→ **Dataset content**
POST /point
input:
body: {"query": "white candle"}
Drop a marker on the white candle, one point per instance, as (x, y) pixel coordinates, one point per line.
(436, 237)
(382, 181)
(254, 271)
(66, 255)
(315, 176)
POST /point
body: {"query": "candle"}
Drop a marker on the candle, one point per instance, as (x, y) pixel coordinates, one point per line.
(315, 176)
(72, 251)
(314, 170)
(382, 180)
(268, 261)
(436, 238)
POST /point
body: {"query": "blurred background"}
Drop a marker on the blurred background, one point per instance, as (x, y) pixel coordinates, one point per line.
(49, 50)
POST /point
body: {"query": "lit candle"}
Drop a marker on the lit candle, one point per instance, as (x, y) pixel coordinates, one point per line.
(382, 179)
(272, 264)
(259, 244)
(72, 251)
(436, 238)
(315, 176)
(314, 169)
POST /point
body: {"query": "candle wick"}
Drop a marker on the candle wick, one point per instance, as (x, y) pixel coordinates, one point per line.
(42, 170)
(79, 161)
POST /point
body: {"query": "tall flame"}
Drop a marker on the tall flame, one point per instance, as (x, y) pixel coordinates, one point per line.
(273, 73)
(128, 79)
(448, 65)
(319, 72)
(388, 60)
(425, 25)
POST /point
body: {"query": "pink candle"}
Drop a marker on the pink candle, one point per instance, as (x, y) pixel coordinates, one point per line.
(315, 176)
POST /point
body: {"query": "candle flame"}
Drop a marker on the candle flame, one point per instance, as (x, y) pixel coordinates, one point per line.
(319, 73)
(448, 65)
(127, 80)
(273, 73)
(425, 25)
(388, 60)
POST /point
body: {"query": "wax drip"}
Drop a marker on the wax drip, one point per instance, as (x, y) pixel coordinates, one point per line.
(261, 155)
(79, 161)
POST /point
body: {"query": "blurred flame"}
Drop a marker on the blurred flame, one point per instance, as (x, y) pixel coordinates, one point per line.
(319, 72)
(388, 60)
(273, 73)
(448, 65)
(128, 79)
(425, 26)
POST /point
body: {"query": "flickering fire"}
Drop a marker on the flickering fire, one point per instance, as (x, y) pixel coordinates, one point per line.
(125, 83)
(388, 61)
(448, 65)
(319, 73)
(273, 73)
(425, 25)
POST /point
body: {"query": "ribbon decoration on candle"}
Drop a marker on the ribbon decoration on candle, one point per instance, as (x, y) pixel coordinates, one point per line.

→ **Stated goal**
Return each line of the listing above that contains the string "drip".

→ **Written answer**
body: {"query": "wax drip"}
Drop a marker on the wax drip, one point per instance, as (x, y) pixel coordinates, one point per line.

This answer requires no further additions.